▶ **WHAT IS ASKED**:
Count the lines in the data below that contain the string "like", with case significant. Reply with the number alone.

▶ **DATA SECTION**:
== == ==

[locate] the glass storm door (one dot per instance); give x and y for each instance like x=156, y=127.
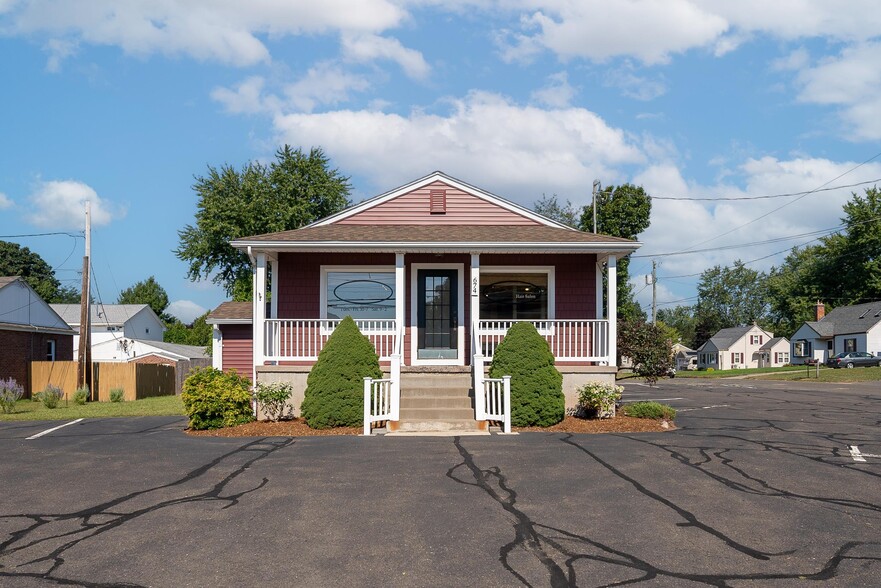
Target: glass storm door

== == ==

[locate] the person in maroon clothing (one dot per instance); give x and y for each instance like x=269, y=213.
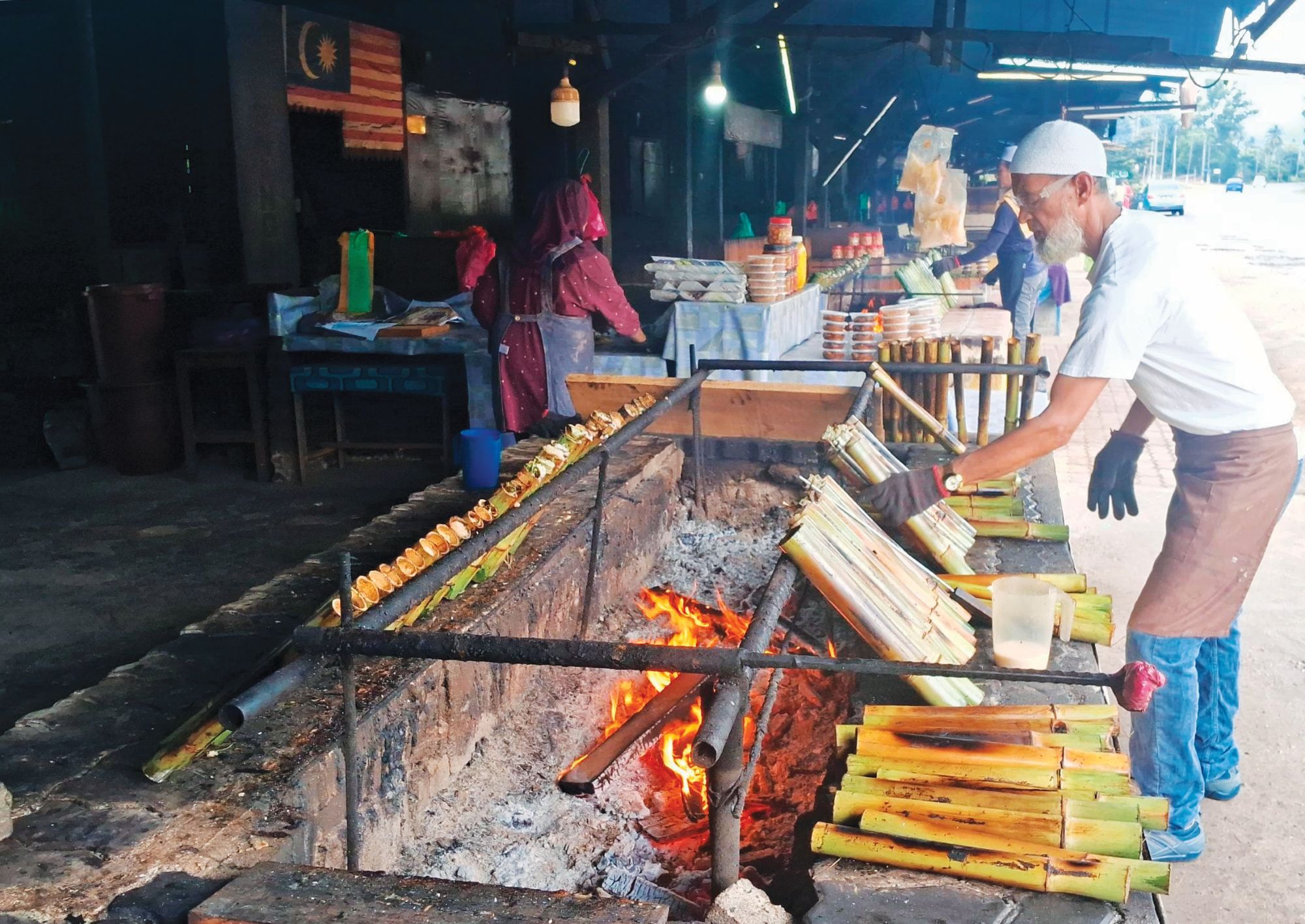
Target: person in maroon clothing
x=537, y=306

== == ==

▶ **CORRECT ANSWER**:
2